A Thousand Times Good Night Review
What’s It About? Photojournalist Rebecca (Juliette Binoche) travels the world, capturing the suffering and heartache of those afflicted by war. A Thousand Times Good Night begins with a strange scene – a young woman lays awake in a deep, dusty grave surrounded by tribal elders, who proclaim the greatness of God. It becomes clear that this is a religious ritual for a suicide bomber. As elders murmur inaudible religious phrases the young woman is bathed, then straps to her chest a vest full of explosives. All the while, Rebecca darts around snapping picture after picture of the ceremony. Rebecca joins the suicide bomber on her last living moments, but ends up at a hospital in Dubai, badly wounded, due to the impact from the explosion.
Verdict? Erik Poppe (writer-director), a former photojournalist himself, creates a topic heavy film that focuses on the immense strain of balancing a dangerous job and familial relationships. Poppe directs a visually compelling picture, using evocative Middle-Eastern music to accompany eerie scenes of terrorism. These opening raw segments offer a glimpse to a relatively unknown world currently populating conversation in Western media and culture. Yet this isn’t a Hollywood snipe at terrorist activity, neither is there any sympathy for such plight. The camera photographs and the public view the devastation.

• **Excerpted data**:
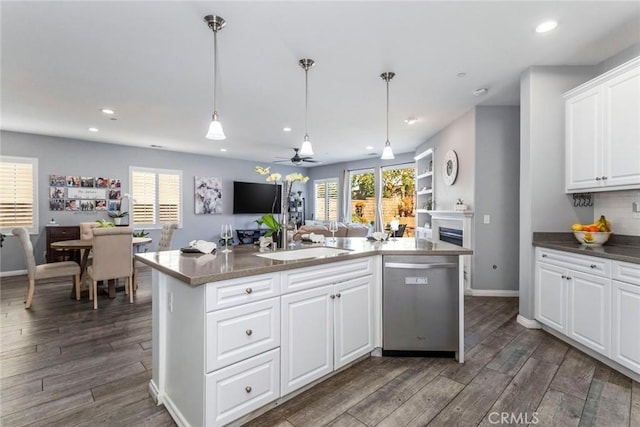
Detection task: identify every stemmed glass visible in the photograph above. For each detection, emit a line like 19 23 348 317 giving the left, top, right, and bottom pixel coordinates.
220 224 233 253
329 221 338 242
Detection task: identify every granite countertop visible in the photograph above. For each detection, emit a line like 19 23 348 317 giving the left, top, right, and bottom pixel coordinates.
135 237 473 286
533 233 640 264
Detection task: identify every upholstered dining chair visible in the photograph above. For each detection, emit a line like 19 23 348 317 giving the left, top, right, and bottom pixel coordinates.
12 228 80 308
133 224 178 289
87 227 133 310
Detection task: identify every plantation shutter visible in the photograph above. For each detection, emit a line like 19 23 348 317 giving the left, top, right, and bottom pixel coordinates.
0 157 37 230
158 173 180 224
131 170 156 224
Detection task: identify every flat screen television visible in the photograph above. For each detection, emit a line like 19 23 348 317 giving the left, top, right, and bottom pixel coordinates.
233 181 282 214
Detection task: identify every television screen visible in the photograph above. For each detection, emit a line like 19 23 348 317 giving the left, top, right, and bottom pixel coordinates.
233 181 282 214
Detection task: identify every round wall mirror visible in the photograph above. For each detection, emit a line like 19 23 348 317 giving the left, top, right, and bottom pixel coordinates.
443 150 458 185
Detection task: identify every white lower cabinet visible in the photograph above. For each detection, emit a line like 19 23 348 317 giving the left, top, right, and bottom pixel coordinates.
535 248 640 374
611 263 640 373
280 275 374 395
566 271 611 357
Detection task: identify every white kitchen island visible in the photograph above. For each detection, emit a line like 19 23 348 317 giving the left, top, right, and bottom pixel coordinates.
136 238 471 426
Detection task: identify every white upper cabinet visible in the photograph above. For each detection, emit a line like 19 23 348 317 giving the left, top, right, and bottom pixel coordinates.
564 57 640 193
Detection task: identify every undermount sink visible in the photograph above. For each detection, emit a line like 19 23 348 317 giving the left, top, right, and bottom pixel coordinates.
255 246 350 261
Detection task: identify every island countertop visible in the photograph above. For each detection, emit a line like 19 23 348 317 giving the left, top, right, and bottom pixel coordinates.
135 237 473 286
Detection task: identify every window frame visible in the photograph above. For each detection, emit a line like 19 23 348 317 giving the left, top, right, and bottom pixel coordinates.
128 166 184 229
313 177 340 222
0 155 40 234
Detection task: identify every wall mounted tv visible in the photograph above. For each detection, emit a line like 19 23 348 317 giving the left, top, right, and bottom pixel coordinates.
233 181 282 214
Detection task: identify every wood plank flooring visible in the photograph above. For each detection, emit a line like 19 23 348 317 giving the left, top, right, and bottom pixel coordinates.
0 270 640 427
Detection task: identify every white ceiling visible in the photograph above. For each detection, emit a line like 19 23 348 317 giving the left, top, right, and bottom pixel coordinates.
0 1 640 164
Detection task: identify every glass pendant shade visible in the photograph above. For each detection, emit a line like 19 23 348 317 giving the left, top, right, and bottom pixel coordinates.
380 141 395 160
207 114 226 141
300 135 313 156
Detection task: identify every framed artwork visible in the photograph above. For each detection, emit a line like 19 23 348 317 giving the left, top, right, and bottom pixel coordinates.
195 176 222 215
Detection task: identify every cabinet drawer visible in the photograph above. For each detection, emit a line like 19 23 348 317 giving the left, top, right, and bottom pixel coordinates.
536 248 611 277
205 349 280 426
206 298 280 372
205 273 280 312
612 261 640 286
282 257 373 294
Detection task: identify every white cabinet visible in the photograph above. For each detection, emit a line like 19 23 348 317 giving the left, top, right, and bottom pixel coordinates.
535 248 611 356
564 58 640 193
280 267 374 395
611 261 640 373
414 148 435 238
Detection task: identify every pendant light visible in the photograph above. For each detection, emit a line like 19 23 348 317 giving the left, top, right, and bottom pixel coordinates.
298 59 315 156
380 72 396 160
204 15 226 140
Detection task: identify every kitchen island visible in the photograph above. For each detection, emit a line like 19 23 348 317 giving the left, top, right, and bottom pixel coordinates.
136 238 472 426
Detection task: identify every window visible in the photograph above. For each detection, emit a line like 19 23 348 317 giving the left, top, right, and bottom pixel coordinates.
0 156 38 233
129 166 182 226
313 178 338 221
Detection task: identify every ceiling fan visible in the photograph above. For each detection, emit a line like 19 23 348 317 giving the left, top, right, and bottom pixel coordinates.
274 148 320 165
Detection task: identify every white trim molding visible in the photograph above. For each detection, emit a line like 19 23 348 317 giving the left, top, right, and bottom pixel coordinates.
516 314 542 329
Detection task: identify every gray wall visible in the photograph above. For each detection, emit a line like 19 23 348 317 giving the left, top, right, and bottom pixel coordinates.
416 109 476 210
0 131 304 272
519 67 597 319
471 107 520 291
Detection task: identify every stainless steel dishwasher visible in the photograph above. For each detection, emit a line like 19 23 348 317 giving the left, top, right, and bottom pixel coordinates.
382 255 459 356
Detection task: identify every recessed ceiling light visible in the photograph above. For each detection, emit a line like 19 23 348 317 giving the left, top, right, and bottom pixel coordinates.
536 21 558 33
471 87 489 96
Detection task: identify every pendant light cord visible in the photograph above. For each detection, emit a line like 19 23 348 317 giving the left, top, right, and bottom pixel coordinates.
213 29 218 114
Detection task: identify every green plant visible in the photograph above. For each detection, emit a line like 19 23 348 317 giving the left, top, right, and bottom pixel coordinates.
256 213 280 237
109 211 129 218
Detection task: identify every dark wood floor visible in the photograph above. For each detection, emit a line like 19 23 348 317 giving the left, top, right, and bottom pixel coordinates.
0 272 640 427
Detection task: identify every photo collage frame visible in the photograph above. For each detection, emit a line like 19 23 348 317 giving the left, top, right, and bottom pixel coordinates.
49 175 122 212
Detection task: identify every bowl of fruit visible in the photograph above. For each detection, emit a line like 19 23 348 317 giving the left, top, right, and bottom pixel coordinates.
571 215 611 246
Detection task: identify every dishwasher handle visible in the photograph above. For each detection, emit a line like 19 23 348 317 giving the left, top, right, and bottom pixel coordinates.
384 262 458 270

• **Questions to answer**:
A. Quote the film review from "Verdict? Erik Poppe" to "view the devastation.".
B. Extend the review of A Thousand Times Good Night past its final sentence.
The entries have nothing to do with the film review.

• **Written responses**:
A.
Verdict? Erik Poppe (writer-director), a former photojournalist himself, creates a topic heavy film that focuses on the immense strain of balancing a dangerous job and familial relationships. Poppe directs a visually compelling picture, using evocative Middle-Eastern music to accompany eerie scenes of terrorism. These opening raw segments offer a glimpse to a relatively unknown world currently populating conversation in Western media and culture. Yet this isn’t a Hollywood snipe at terrorist activity, neither is there any sympathy for such plight. The camera photographs and the public view the devastation.

B.
A Thousand Times Good Night depicts the importance of recording conflict, documenting the horrors of war and its harrowing impact on societies. The camera never lies – and Rebecca explains to her 15-year old daughter Steph (Lauryn Canny) the moral significance of her pictures. When Rebecca exasperatedly tells her daughter that a Paris Hilton scandal made a larger splash in the media than a bloody civil war in Congo, it’s clear that Erik Poppe’s journalistic background has seeped into the film.
Rebecca, reunited with her family in Ireland after the explosion, struggles with realities of the mundane, admitting to friends that her husband Marcus (Nikolaj Coster-Waldau) has the tougher job of raising the kids. Steph, in particular, has difficulty dealing with her mother’s traumatic job and Rebecca is forced to make difficult decisions – family or career. Desperate to heal the rift with Steph, Rebecca convinces Marcus to allow mother and daughter to photograph a safe refugee camp in Kenya. But the bonding swiftly transforms to disaster when militia enter the camp, spraying bullets in all directions, murdering aimlessly. Traumatised, Steph flees to the car anticipating her mother to join; Rebecca has other desires, running towards the havoc snapping photographs of the militia as bullets fire blindly into innocent, vulnerable people. She survives though, and captures those indispensible photographs – the next day UN trucks roll in to safeguard the camp.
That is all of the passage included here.